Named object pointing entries
# # # # # # #
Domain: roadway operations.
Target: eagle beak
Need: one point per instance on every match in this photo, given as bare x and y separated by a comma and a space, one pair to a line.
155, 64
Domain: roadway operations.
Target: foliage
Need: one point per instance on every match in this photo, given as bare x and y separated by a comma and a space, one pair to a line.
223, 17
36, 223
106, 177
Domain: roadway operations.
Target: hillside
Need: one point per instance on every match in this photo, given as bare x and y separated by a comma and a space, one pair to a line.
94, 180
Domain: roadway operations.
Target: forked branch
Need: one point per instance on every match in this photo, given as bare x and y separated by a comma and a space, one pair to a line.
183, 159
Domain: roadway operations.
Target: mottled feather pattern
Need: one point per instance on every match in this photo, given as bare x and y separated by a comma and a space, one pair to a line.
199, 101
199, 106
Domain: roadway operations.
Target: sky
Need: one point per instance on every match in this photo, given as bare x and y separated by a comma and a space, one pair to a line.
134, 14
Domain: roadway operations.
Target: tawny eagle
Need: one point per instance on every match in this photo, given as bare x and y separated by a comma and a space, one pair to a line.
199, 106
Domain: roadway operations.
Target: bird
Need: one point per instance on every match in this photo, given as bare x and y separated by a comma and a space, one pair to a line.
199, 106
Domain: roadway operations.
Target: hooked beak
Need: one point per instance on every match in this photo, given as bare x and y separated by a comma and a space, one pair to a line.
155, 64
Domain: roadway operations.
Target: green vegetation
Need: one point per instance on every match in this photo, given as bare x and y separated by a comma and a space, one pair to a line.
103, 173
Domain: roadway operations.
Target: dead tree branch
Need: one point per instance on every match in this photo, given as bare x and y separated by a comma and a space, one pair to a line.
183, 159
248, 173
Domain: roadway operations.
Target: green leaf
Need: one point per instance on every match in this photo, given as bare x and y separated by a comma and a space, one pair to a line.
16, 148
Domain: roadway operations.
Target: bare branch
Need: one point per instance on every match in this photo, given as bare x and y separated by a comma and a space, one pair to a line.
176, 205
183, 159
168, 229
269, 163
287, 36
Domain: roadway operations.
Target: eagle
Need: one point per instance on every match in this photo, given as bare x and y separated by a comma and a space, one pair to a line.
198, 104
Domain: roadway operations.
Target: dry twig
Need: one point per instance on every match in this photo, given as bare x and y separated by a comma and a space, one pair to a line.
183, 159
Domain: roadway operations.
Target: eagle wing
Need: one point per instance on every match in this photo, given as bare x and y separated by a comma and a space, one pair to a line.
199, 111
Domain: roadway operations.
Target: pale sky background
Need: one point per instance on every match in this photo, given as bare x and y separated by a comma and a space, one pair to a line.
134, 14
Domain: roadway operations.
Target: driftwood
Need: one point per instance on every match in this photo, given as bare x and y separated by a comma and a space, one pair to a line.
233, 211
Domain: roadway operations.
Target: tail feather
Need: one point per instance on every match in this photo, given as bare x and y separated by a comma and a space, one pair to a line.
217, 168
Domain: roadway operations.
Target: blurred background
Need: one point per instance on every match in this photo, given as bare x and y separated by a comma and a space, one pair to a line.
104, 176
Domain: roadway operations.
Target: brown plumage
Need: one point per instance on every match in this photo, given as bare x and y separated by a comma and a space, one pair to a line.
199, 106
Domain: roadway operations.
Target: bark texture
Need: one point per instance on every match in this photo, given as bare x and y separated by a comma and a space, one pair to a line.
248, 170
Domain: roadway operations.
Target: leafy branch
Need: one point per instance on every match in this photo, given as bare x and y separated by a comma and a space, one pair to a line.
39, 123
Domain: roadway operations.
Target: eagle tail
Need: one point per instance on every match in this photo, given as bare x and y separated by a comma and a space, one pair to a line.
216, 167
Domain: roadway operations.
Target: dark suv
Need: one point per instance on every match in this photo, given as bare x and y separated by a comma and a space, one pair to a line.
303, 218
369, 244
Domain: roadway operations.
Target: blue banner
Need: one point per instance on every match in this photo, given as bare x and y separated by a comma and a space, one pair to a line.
# # # # # # #
§ YOUR INSTRUCTIONS:
Repeat each entry word for word.

§ TASK SOLUTION:
Domain: roadway operations.
Target: eagle beak
Need: one point per instance on every match in this photo, given as bare x and y separated by a comma and a space, one pair to a line.
155, 64
Domain: roadway operations.
Target: foliage
Need: one point per instance on every match in this photo, given as bare x and y separated by a comma and a space, one pair to a line.
223, 17
36, 223
106, 177
Domain: roadway operations.
Target: hillside
Need: one point per instance on every match in this photo, given as bare x and y separated by a comma and a space, one pair to a line.
94, 180
Domain: roadway operations.
Target: forked branch
Need: one point per instance on every match in this photo, given as bare x and y separated by a comma and a space, one pair to a line.
183, 159
Domain: roadway operations.
Target: mottled feather pattern
Need: one point per instance on every match in this photo, given as bare x and y separated by a comma and a space, one pair to a line.
199, 101
199, 106
Domain: roadway operations.
Target: sky
Need: one point per instance on every match in this photo, given as bare x and y separated by a comma and a space, one pair to a line.
134, 14
Domain: roadway operations.
Target: tawny eagle
Need: one point per instance on every match in this photo, given as bare x and y separated by a comma and a space, one pair to a line.
199, 106
Domain: roadway operations.
Target: bird
Need: one point per instance on every match in this photo, given as bare x and y separated by a comma and a space, one pair to a line.
199, 106
Domain: roadway operations.
Target: hooked beak
Need: one point per instance on every match in this photo, given as bare x and y separated by a comma and a space, one pair to a line.
155, 64
Domain: roadway operations.
Target: green vegetation
Need: one point per instance on every match in this photo, given as bare x and y separated by a comma and a space, one pair to a line.
103, 173
Domain: roadway operations.
Target: dead tree branch
Need: one point per instance on every match in this photo, given as bare x and y separated by a comma and a space, one pair to a line.
183, 159
248, 173
Domain: roadway operations.
Target: green leaf
Need: one point per instance on every match in this photo, given as bare x and y separated by a comma and a space, one pair to a line.
16, 148
Domain: roadway operations.
Target: bare branch
Need: one point per instance on every match in this photo, given as bare x and y separated by a comma and a space, one pair to a line.
176, 205
183, 159
168, 229
269, 163
287, 36
Domain: roadway operations.
Target: eagle
Need: one point per instance on every match in this photo, given as bare x and y separated by a comma and a space, one pair to a line.
198, 104
Domain: roadway operations.
Target: dry twig
Need: one point per instance on every match in this photo, given as bare x and y separated by a comma and a space, one pair to a line.
183, 159
Domain: roadway operations.
Target: eagle wing
Need: one point per instance on every match in this photo, given as bare x and y separated by a comma and a space, one pair to a line.
199, 111
Domain: roadway operations.
Target: pale sky background
Need: one point per instance on every match in this photo, given as bare x and y separated by a comma and a space, one pair to a line.
134, 14
Domain: roadway operations.
Target: driftwood
Need: one point per instance on every match in this photo, given as bare x and y separated by a comma and a space, one pair to a line.
233, 211
Domain: roadway operations.
Target: tail feather
Need: one point per instance on every match in this photo, given as bare x and y separated by a comma and a space, one pair to a line.
217, 168
Domain: roadway operations.
Target: blurred background
Need: one point per instance on every match in this photo, given as bare x and y separated by a comma and a space, one pair to a line.
104, 176
Domain: roadway operations.
Target: brown plumage
Need: one point per instance on every match in this photo, given as bare x and y separated by a comma and a space, one pair to a line.
199, 106
Domain: roadway operations.
Target: bark texture
Need: one point per instance on every match in this photo, given as bare x and y separated by a comma and a space, one pair to a line.
248, 170
Domain: roadway operations.
Target: leafy branch
Need: one point per instance on every match in this photo, given as bare x and y separated by a comma and a space, one pair to a line.
39, 123
Domain: roadway operations.
Target: eagle tail
Need: one point per instance on every match in this photo, given as bare x and y separated by a comma and a space, one pair to a line.
216, 167
Domain: roadway operations.
Target: dark suv
Need: one point per instance on every match in this photo, given as bare x and y separated by a comma and a space, one pair to a line.
303, 218
369, 244
Domain: roadway operations.
Target: blue banner
Need: one point per instance on every match in this photo, given as bare x and y separated by a comma and a space, one pair to a line.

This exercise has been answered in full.